Problem to solve
Write out exactly the lines running from the one with "Exercise. Point out the banana" to the end of the data, including both of those lines and excluding pictures.

Data section
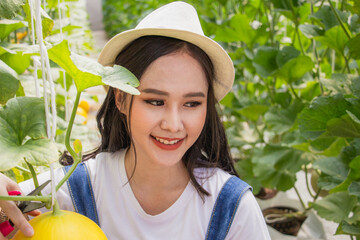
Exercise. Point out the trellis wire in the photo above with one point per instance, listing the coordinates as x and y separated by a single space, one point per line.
46 73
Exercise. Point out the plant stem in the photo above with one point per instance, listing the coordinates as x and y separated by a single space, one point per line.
293 91
33 174
76 157
347 64
69 128
56 208
22 169
301 201
270 25
339 20
307 183
299 39
27 198
316 55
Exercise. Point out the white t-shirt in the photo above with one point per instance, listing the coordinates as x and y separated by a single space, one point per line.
121 216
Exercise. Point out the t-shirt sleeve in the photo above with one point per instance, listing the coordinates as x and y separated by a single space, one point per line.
62 195
248 222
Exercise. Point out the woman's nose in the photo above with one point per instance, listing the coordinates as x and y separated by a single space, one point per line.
172 121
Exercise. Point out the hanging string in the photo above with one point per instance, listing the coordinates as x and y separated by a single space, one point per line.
37 63
62 71
46 76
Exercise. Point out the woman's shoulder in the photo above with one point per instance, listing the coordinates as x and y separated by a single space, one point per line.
211 179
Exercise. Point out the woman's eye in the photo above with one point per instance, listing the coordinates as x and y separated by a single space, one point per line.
192 104
155 102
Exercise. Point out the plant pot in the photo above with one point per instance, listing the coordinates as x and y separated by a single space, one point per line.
266 193
284 219
310 229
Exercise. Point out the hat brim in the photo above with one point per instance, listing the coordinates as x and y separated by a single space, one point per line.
223 65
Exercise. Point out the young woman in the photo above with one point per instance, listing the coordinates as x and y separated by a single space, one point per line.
163 169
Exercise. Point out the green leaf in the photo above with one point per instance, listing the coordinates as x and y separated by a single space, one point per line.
311 90
238 29
88 73
343 127
18 61
350 229
332 166
295 68
68 78
334 38
354 47
354 188
311 31
285 5
276 166
355 86
9 8
314 118
265 61
23 133
282 120
46 21
286 54
328 146
8 26
327 17
253 112
335 207
9 82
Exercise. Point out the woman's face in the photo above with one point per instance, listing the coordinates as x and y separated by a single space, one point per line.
169 114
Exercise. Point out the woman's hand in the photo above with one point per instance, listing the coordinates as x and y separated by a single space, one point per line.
11 210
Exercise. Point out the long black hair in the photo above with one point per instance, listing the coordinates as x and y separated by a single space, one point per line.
211 149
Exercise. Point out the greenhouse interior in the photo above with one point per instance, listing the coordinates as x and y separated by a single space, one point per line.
291 116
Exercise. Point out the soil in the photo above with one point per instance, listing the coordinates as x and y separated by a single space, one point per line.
286 225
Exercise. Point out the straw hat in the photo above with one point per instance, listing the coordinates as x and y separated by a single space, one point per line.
177 20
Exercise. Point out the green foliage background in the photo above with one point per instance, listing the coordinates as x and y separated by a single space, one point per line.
295 103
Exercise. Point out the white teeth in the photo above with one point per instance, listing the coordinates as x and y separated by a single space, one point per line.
166 141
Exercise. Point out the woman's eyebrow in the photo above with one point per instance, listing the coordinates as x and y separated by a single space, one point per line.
163 93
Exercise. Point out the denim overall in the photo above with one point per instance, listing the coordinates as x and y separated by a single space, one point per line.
222 215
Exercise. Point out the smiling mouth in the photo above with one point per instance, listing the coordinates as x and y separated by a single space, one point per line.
167 142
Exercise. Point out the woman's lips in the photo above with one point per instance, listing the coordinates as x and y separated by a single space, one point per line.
167 143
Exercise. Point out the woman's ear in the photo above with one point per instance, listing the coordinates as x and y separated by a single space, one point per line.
119 100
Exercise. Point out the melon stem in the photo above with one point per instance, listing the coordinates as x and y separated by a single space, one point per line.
56 208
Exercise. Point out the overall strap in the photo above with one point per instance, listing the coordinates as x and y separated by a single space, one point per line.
225 208
81 192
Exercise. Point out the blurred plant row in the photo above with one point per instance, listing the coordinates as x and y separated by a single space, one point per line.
295 105
27 146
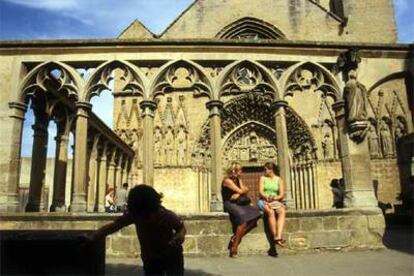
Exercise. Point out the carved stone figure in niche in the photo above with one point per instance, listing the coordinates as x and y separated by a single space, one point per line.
245 77
182 78
373 141
158 146
355 96
386 139
328 147
400 128
169 147
181 146
306 78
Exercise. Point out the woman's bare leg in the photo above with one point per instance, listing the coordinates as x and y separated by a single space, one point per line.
281 217
271 220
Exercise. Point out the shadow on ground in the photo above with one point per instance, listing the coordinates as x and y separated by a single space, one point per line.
399 237
130 269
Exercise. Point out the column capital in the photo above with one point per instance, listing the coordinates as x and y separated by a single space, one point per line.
278 104
339 108
84 105
148 107
214 103
18 109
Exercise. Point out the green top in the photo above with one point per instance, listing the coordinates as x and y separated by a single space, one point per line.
271 186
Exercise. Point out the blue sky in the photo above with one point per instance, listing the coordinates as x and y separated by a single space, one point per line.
71 19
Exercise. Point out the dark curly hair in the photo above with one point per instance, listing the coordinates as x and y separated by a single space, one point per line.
143 199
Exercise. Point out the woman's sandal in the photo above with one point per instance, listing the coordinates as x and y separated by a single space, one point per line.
280 242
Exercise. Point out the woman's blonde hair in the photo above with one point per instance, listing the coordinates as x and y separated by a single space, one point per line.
232 168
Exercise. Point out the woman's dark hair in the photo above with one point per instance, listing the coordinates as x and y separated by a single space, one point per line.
143 199
272 166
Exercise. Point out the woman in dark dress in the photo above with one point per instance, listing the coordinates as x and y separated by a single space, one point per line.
244 217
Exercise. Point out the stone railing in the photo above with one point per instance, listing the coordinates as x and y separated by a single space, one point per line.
209 233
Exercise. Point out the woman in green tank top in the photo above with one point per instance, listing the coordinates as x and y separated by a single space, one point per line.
272 193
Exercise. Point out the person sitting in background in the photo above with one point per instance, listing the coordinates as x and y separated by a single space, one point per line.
121 198
272 193
160 231
110 201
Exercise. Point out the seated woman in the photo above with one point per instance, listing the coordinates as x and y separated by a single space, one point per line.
242 214
272 193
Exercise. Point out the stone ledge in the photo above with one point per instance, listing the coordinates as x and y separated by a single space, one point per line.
209 233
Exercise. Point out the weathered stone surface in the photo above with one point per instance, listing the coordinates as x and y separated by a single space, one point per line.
353 222
330 223
311 224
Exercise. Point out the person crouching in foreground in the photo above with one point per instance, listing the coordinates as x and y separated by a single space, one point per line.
160 231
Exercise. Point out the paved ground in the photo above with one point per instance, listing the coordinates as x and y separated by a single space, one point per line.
397 259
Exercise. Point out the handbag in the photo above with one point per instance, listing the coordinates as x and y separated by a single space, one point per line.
243 200
275 205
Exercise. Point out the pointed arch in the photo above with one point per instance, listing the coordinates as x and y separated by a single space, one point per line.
69 80
393 76
134 80
313 75
180 74
250 28
246 76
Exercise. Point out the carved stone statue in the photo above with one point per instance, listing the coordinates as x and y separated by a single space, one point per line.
400 128
373 142
158 146
328 147
169 147
355 96
253 147
386 139
181 146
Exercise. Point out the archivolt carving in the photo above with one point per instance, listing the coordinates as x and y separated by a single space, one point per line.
118 76
51 74
181 75
251 142
246 77
310 77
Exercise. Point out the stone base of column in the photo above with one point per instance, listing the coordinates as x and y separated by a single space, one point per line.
216 205
360 199
58 207
78 204
9 203
101 208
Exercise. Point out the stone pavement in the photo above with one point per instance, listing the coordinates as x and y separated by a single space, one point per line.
396 259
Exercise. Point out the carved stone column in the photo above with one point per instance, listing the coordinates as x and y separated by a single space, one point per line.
118 173
80 163
355 157
148 108
216 203
11 149
103 174
278 108
125 172
111 170
59 177
39 158
92 179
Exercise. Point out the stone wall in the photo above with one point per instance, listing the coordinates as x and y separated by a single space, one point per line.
298 20
209 233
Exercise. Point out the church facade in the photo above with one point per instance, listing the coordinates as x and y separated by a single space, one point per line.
318 87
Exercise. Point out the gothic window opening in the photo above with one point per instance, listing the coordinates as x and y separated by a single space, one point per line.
250 28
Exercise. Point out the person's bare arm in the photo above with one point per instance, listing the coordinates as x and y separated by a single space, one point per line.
232 186
281 195
112 227
261 189
244 188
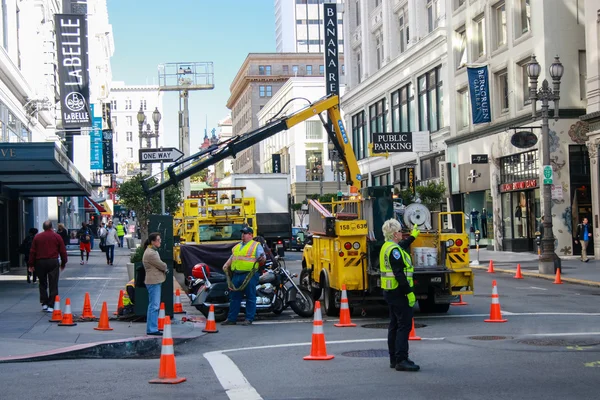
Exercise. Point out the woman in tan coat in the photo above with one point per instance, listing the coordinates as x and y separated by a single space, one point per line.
156 271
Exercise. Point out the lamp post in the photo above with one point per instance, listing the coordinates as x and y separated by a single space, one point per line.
548 261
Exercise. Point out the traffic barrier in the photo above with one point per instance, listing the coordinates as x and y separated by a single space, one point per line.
413 334
67 315
318 350
495 312
518 275
177 307
87 308
120 305
161 317
167 370
103 323
56 314
211 325
345 321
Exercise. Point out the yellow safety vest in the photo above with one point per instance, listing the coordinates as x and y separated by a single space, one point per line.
388 280
244 256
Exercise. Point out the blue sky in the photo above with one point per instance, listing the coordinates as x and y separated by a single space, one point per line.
152 32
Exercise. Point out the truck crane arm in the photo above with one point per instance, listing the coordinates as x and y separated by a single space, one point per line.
229 148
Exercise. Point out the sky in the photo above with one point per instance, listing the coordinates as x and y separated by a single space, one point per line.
152 32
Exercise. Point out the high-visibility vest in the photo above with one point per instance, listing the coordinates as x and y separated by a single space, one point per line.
388 280
244 256
126 300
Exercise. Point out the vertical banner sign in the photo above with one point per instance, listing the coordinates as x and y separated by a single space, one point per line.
480 94
107 152
276 160
71 36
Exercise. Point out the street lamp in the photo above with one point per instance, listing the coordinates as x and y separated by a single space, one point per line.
549 261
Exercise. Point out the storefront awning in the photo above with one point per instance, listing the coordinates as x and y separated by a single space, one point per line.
39 170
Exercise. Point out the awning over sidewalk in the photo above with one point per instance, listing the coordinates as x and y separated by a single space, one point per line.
40 170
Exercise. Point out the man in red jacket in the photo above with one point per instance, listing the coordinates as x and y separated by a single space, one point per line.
43 257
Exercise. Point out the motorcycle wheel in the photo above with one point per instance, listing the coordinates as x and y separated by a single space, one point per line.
302 307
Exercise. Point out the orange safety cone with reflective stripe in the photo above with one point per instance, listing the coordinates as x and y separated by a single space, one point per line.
318 350
87 308
518 275
120 303
103 323
67 315
495 313
161 317
413 334
167 371
211 325
345 321
56 314
177 307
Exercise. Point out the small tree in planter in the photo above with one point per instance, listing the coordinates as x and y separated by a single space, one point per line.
132 196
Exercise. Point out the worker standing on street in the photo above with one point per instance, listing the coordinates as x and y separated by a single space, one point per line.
397 284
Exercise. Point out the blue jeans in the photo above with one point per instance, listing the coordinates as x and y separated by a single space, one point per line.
153 306
235 298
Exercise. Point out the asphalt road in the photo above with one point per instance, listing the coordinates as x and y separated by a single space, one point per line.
548 349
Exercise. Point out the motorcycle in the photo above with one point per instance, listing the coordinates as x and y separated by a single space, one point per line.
276 290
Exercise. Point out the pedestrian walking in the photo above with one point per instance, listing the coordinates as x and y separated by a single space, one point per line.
44 255
244 260
156 273
397 284
85 238
110 240
583 236
25 249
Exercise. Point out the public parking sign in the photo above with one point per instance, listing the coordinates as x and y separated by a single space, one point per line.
149 156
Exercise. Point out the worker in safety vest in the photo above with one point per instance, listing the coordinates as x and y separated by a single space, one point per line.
397 284
244 256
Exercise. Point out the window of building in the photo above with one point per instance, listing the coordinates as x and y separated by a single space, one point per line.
500 21
502 90
479 41
461 47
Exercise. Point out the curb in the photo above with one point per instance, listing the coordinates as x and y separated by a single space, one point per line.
541 276
135 347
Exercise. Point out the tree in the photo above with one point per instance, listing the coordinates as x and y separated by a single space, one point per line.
132 196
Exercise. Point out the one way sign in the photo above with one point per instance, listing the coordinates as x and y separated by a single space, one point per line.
149 156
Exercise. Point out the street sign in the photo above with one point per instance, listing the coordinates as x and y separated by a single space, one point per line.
547 174
169 154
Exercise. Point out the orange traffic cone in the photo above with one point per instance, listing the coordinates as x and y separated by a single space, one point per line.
103 323
495 313
318 350
56 314
120 303
211 325
67 315
161 317
344 311
557 280
413 335
87 308
518 275
177 307
167 371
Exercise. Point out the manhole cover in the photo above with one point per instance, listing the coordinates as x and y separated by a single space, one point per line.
489 337
367 353
560 342
386 324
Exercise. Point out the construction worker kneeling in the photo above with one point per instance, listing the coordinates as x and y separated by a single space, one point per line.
397 284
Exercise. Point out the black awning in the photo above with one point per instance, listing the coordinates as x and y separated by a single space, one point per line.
40 170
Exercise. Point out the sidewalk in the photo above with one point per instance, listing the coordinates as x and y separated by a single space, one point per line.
572 269
24 328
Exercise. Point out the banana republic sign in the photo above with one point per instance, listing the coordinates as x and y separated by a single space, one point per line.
71 35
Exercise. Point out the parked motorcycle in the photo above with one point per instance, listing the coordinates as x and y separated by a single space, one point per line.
276 290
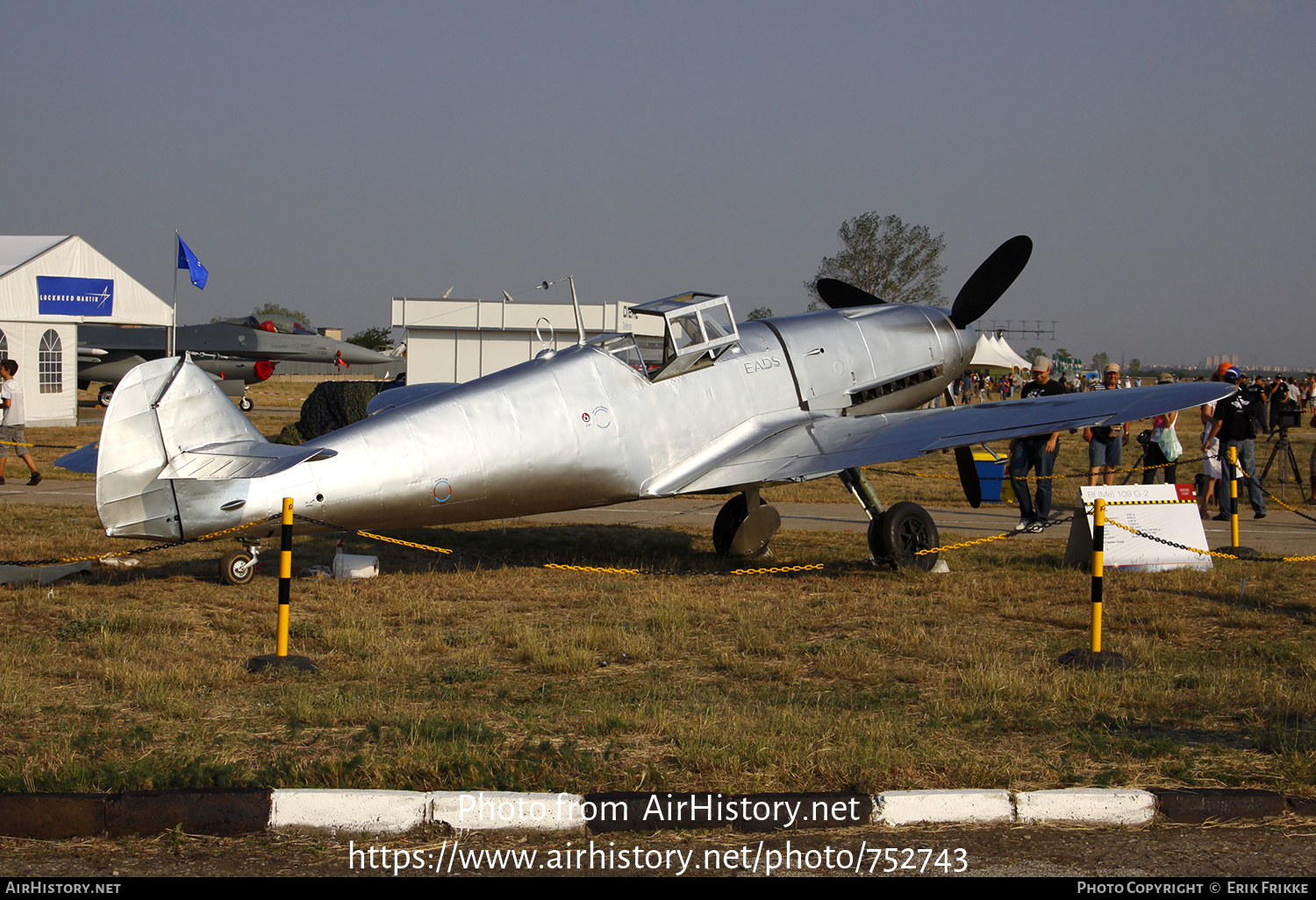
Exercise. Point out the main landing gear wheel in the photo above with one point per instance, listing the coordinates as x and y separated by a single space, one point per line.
237 566
897 534
729 518
739 534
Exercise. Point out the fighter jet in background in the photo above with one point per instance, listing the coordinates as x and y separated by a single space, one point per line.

Result of the task
Exercise. Point out the banana republic sign in the photo above with one point per instance, listing the coordinates as x and y separated by a single space, one point per line.
71 35
Exercise. Point out the parked motorcycle in the photo above with one point per instance, listing the coordinates as x and y separated by a single space, one point per line.
276 290
Exercise. Point out the main landing gear wheel in the photo above with one point per instance, listing the coordinates as x and y separated by a single space, one point per line.
237 566
897 534
729 518
739 534
Exercise. Point out the fighter jet in background in the photo above with one point per instance, listing the coordinates as x and y separated by a single space, one point per line.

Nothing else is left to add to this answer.